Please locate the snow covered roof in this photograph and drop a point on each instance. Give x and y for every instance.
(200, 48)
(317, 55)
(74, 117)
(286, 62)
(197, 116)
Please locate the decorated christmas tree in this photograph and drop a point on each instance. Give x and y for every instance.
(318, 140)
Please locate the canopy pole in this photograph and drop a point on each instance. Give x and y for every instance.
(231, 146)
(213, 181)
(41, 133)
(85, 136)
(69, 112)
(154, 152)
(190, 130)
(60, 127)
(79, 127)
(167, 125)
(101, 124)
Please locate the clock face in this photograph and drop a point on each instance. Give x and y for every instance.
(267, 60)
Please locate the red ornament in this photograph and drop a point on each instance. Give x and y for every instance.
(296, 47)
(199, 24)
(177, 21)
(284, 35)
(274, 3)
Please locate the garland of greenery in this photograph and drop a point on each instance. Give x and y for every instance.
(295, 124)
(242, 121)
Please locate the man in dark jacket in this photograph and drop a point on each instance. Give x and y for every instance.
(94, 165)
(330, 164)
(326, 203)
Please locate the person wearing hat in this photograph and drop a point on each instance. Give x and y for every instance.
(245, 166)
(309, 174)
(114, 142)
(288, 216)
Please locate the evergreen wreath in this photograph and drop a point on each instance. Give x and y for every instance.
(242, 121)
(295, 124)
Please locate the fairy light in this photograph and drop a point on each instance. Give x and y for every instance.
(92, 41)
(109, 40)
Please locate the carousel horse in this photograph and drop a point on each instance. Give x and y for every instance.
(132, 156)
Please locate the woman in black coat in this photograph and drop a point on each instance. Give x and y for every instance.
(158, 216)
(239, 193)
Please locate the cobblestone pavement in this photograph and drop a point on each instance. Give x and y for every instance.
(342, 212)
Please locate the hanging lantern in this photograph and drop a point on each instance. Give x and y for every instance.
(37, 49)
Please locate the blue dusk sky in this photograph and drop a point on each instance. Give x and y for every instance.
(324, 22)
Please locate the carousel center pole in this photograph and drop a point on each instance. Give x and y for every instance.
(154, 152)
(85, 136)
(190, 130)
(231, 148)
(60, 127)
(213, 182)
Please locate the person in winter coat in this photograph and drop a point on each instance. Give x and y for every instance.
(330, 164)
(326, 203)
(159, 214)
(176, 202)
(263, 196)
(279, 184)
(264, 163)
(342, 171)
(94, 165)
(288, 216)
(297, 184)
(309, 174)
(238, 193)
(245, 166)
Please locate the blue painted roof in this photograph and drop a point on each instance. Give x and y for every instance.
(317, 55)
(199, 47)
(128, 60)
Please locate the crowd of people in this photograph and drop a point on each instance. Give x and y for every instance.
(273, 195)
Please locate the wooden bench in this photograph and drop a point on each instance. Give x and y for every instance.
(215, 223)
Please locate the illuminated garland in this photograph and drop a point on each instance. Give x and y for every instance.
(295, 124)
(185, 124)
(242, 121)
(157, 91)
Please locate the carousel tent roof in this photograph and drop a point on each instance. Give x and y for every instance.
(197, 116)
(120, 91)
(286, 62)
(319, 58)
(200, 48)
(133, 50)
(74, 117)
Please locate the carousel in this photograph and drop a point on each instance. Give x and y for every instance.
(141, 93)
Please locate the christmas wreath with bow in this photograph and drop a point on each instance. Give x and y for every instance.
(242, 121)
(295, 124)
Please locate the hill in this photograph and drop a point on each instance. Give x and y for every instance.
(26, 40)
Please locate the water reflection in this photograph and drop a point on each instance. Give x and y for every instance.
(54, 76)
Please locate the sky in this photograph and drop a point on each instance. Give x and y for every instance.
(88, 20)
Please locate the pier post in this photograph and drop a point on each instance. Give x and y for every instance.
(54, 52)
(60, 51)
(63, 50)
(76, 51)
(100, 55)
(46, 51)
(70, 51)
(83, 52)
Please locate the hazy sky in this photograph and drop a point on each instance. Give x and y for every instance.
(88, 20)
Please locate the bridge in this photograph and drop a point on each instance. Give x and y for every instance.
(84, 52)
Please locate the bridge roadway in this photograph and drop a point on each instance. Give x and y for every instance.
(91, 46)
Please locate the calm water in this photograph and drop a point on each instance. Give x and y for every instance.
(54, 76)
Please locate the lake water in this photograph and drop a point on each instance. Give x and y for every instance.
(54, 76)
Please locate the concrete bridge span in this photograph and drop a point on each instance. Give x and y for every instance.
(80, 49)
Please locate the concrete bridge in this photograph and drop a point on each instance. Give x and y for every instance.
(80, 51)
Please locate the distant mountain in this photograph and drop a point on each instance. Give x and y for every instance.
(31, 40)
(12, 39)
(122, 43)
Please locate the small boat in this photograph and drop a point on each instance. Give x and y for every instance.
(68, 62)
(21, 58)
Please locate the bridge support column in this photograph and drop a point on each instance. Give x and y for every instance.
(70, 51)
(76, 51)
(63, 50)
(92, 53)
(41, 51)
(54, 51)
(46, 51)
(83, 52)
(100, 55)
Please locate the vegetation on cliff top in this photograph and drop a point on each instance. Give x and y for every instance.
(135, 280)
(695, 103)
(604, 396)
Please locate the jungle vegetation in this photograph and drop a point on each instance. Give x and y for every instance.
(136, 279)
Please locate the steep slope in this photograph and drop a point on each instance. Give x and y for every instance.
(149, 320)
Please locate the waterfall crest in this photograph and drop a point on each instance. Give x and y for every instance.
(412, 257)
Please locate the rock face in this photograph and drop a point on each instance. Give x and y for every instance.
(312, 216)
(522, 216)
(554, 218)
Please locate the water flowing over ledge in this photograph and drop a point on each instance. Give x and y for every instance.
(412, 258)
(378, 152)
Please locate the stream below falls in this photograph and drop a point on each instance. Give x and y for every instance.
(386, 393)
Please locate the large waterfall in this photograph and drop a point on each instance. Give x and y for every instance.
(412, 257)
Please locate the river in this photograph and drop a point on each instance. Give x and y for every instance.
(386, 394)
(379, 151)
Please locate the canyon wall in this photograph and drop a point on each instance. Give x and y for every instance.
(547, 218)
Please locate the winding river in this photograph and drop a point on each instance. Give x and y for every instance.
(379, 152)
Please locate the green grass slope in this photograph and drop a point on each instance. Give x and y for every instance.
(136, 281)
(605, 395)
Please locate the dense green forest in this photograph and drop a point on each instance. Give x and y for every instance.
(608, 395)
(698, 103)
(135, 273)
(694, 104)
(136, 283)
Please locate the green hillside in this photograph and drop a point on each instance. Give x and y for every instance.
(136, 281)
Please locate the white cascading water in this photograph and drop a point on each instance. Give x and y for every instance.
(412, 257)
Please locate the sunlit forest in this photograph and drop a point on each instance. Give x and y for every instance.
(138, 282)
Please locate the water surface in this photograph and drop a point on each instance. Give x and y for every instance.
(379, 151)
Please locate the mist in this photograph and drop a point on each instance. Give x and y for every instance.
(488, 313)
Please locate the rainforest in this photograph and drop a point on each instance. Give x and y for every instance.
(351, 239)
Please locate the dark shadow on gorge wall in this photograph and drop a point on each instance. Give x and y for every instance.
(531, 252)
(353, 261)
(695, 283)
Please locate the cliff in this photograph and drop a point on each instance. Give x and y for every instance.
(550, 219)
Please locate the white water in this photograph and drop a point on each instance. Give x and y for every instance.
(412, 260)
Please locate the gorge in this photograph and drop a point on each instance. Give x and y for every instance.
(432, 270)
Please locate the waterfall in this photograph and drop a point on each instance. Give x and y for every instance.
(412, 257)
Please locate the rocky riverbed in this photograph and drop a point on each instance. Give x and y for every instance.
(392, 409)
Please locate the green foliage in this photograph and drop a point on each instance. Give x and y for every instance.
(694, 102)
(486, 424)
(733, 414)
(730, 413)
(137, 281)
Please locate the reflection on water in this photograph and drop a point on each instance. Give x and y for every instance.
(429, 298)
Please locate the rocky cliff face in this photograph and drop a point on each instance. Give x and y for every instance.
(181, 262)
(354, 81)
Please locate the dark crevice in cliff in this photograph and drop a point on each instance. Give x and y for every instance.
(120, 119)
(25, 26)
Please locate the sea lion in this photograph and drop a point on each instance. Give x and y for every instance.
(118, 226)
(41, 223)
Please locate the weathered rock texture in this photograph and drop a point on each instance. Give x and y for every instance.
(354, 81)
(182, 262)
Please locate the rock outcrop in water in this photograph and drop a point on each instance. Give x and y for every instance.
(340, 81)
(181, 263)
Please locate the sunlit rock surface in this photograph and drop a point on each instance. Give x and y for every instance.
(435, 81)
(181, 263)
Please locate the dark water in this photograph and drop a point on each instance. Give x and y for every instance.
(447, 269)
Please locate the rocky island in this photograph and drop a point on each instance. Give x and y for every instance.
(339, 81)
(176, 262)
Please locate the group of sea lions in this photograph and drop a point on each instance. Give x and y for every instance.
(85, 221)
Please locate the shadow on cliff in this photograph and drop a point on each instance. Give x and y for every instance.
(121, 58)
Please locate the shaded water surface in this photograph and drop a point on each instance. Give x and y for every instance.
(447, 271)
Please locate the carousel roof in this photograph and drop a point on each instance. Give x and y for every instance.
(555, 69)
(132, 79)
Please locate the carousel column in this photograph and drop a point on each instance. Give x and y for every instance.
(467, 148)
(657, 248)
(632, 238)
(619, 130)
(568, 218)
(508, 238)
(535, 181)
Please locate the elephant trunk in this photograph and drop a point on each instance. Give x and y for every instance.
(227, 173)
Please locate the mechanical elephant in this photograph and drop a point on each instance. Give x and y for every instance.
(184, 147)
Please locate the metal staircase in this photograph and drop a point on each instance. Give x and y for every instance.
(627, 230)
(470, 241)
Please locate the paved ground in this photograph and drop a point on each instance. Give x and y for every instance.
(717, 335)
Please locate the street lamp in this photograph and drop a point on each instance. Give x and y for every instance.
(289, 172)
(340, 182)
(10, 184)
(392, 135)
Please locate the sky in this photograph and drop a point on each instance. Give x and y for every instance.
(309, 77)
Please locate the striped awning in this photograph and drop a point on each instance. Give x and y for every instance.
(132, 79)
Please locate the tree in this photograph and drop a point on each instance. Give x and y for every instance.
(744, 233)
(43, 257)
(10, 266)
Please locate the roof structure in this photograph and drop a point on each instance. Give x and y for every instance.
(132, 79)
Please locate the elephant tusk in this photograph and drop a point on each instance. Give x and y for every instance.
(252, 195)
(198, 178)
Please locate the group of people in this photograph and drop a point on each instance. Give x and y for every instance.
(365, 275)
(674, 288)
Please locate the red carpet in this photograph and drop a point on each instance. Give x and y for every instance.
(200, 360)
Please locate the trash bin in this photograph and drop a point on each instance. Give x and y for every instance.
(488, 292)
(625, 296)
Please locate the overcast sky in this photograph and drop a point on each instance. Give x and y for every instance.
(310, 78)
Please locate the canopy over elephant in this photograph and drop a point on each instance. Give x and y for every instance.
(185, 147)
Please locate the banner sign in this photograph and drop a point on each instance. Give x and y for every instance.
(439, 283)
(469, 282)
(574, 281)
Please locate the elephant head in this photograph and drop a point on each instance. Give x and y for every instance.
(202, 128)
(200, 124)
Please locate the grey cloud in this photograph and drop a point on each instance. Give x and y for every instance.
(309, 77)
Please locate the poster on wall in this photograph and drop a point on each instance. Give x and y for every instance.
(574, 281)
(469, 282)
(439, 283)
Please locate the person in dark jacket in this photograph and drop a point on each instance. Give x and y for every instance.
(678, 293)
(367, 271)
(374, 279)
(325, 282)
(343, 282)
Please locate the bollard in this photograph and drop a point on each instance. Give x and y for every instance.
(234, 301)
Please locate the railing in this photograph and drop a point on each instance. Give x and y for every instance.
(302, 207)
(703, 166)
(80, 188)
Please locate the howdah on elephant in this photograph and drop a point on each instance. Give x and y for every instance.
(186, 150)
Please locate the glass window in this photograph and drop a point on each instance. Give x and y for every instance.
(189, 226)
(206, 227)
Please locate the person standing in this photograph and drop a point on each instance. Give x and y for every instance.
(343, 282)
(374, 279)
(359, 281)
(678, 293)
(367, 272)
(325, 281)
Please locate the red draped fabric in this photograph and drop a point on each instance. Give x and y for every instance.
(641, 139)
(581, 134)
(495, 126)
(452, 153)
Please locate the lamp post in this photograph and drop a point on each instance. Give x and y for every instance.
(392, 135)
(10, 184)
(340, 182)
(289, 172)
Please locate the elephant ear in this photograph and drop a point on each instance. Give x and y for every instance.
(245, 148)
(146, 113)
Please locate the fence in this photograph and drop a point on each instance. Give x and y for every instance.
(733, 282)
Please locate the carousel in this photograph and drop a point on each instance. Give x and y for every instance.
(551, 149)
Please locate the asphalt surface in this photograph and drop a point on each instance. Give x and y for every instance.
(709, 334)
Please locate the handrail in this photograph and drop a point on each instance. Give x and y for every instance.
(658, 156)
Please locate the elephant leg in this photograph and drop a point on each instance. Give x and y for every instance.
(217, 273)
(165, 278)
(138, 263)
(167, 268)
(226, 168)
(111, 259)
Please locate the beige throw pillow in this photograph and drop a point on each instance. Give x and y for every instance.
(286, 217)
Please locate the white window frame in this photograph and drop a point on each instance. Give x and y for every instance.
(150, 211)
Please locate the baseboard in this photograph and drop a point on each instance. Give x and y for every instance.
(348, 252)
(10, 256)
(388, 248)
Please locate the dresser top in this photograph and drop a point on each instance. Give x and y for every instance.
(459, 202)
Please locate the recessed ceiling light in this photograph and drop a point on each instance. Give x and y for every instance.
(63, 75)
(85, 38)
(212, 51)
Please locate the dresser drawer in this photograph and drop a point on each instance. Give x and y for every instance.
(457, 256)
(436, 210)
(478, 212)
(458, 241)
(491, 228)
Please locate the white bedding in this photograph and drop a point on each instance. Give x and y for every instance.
○ ○ ○ ○ ○
Pull out every line from the one with "Please locate the beige" to the end of the listing, and output only those.

Solved problem >>
Please locate the beige throw pillow in this photograph and drop a point on each instance. Give x and y for every instance.
(286, 217)
Please locate the white window frame in this photograph and drop a point on each instance. Give x and y for every instance.
(150, 211)
Please locate the baseboard in this photograph and drop a point on each instance. Give x and y for every instance.
(348, 252)
(10, 256)
(388, 248)
Please locate the dresser top in this photograph and drop a point on each instance. Give x and y for every instance.
(459, 202)
Please locate the recessed ceiling light in this photograph and drop a point on each instance. Give x and y for every instance.
(63, 75)
(85, 38)
(212, 51)
Please locate the dresser drawer in this photograph and drop a point on each instance. Give x and y for every instance.
(457, 256)
(436, 210)
(478, 212)
(458, 241)
(491, 228)
Please locate the white bedding in this photograph and drop a point on each instance. Give x and y for every instance.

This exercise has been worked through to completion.